(Records of labeled points)
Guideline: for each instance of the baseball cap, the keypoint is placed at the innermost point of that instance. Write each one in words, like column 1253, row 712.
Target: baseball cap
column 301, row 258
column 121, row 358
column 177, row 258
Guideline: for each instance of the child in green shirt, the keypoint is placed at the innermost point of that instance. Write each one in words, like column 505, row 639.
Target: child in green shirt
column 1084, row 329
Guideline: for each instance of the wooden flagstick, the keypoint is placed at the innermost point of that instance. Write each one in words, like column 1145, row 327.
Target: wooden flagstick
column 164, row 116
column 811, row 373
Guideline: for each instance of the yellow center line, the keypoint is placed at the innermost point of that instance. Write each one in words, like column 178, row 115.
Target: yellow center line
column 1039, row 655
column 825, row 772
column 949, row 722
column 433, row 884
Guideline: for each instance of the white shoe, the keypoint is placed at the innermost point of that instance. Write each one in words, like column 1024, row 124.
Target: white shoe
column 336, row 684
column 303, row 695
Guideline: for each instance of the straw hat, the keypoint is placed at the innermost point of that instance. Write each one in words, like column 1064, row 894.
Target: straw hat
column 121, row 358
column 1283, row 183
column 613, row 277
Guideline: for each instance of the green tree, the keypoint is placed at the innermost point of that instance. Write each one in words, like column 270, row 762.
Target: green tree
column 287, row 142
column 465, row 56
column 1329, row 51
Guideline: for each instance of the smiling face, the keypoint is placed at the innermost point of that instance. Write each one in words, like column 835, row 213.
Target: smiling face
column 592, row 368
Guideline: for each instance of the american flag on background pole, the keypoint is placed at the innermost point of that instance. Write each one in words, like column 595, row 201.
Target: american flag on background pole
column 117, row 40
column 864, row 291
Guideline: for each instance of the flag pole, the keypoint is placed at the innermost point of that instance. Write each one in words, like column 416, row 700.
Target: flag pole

## What you should do:
Rewrite the items from the line with "Guideline: for each instance of the yellow" up to and including the line with "column 433, row 884", changing "yellow center line" to "white edge line" and leaving everything else the same.

## Reply:
Guideline: for each instance of the white edge line, the keypoint is placed at the innermost point of that instance. Write each one in words, like column 178, row 115.
Target: white edge line
column 1039, row 655
column 825, row 772
column 949, row 722
column 433, row 884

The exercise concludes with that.